Reproduce every line of the listing, requests included, and raise each bounding-box coordinate in the answers by 91. Leave the numbers in the requests and their format samples unchanged.

»»

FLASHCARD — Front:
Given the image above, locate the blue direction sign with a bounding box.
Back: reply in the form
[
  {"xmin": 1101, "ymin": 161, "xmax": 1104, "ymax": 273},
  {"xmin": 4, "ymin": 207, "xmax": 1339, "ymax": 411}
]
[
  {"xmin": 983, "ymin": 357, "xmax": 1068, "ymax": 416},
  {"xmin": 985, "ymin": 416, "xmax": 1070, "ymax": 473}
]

««

### CORRECT OUTPUT
FLASHCARD — Front:
Given the image above, locate the blue direction sign with a bounding box.
Back: reply in the form
[
  {"xmin": 1101, "ymin": 161, "xmax": 1104, "ymax": 273},
  {"xmin": 4, "ymin": 207, "xmax": 1339, "ymax": 411}
]
[
  {"xmin": 1074, "ymin": 448, "xmax": 1159, "ymax": 507},
  {"xmin": 1076, "ymin": 507, "xmax": 1161, "ymax": 564}
]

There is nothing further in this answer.